## GOALS
• a. Reproduce the passage about Emmett Wilson's belongings from "Actually, there are" up to and including "I’ll find it.".
• b. According to the passage about Emmett Wilson's belongings, who alone could grant the position of Notary Public in Florida in 1905?

-- START TEXT EXCERPT --

She told me it was quite unique; Emmett’s name is part of the official stamp itself. This made me wonder what ever became of the actual stamp device.

Not just anyone could become a Notary Public in 1905: It was a patronage position that only the Governor of Florida could bestow. My colleague told me that the stamps were made by the governor’s own embosser.

I would love to get my hands on Emmett’s Notary Public stamp — if not to possess it, for the chance to examine it.

This was not something you just schlepped around in a briefcase. This model (approximately 110 years old) weighs five pounds. Source: www.etsy.com

The notary public stamp from Emmett’s day was not something you would want to schlep around in a briefcase. This model (approximately 110 years old) weighs five pounds. Source: http://www.etsy.com

Actually, there are several of Emmett’s personal artifacts I’d love to find. For instance:

  • His fountain pen. Emmett indeed used a fountain pen. Back then, a man’s fountain pen was something special. My own grandfather had his father’s fountain pen in fact, and it was common to pass these down in a family. I can’t prove it, but I like to think that Emmett’s was given to him when he graduated from law school back in 1904. Sometimes the pens had initials or names engraved upon them; unless Emmett’s was engraved, it is unlikely I’ll find it.
  • His pocket watch. This one may be close to impossible to find as well. At the end of his life, Emmett was having money problems, and he might have hocked it to pay some bills; there was no mention of it in his will (assets). In fact, he barely had more than the clothes on his back when he died.
  • An Emmett Wilson campaign button. I’ve mentioned this item in previous posts. I’ve had feelers out on this one for awhile.
  • His scrapbooks. Of course.
  • Any books that belonged to him. I know he was a voracious reader and had a fairly good collection (other than law books). I hope to find a vintage book with his name in it one day. He left them to Emmett Wilson Kehoe, the son of his good friend Walter Kehoe. EWK did not have children; they may be floating around somewhere in a vintage book store, or dispersed among nephews and nieces.
  • His wishbone tie pin. If you look very closely in the photo on this page, you’ll notice he has a little golden wishbone tie pin.
    Look closely. A wishbone for good luck!

    Look closely. A wishbone for good luck!

    I’ve seen some of these on Etsy; this little pin has a bit of a story behind it, I’m sure. I believe it was gifted to him by someone close; perhaps the Kehoes, or Lula and Cephas, or one of his sisters. For awhile, I thought a girlfriend would have given this to him — it is possible — but I don’t think likely. Victorian ideals about gift-giving were very much still the norm in small Southern towns around 1913. Unless you were married or engaged, expensive gold jewelry (like a gold tie pin or cufflinks) was not something a woman gave to a man. His good friend Minnie Kehoe might have been able to get away with giving Emmett a gold tie pin like this as a gift, but anyone else outside of family? Probably not.

-- END TEXT EXCERPT --
-- START EXTRACTED INFORMATION --

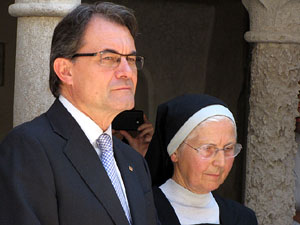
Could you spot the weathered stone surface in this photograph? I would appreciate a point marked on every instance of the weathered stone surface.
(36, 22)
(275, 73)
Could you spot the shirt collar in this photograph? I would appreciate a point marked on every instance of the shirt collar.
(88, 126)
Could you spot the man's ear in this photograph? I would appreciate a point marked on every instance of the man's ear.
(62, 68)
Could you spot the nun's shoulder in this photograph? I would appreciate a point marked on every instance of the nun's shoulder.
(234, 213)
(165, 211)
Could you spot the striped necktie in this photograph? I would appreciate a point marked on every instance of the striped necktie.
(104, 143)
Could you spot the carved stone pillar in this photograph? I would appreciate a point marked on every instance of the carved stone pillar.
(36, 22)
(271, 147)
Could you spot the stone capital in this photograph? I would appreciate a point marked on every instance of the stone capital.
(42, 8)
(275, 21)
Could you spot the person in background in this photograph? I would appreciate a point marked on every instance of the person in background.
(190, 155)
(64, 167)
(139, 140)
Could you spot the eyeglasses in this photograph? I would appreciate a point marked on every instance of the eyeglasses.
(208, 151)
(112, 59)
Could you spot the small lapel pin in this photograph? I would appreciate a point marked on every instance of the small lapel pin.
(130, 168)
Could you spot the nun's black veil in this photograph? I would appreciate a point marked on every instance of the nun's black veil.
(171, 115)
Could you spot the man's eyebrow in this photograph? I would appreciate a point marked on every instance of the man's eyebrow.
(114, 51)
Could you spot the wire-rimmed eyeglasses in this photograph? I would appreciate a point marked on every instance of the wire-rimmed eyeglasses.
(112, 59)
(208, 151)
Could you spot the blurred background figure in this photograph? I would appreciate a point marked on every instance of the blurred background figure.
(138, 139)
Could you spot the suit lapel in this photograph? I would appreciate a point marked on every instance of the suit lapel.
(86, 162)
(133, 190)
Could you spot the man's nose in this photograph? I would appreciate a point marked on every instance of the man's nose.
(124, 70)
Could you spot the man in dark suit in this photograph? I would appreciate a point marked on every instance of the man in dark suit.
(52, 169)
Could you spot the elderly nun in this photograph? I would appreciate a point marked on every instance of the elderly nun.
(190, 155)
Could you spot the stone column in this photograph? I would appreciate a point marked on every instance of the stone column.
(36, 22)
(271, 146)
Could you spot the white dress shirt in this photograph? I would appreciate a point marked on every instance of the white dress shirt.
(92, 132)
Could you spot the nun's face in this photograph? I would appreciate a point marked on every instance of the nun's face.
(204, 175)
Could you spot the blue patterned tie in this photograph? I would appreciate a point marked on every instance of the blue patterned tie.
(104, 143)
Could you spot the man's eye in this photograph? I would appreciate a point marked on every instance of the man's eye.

-- END EXTRACTED INFORMATION --
-- START EXTRACTED INFORMATION --

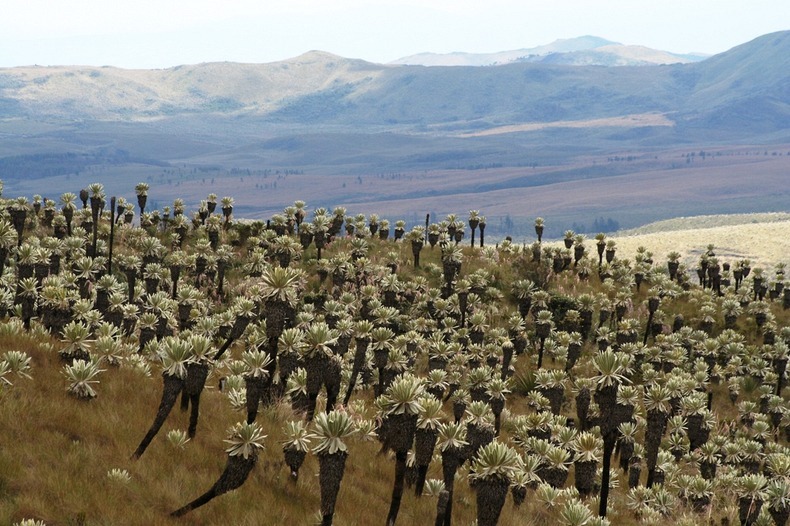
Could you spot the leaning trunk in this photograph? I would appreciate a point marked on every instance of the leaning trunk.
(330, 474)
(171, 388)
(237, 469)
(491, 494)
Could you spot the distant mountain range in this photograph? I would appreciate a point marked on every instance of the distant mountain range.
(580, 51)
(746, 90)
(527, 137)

-- END EXTRACTED INFORMATION --

## TASK RESPONSES
• a.
Actually, there are several of Emmett’s personal artifacts I’d love to find. For instance:

  • His fountain pen. Emmett indeed used a fountain pen. Back then, a man’s fountain pen was something special. My own grandfather had his father’s fountain pen in fact, and it was common to pass these down in a family. I can’t prove it, but I like to think that Emmett’s was given to him when he graduated from law school back in 1904. Sometimes the pens had initials or names engraved upon them; unless Emmett’s was engraved, it is unlikely I’ll find it.

• b. Only the Governor of Florida could grant it.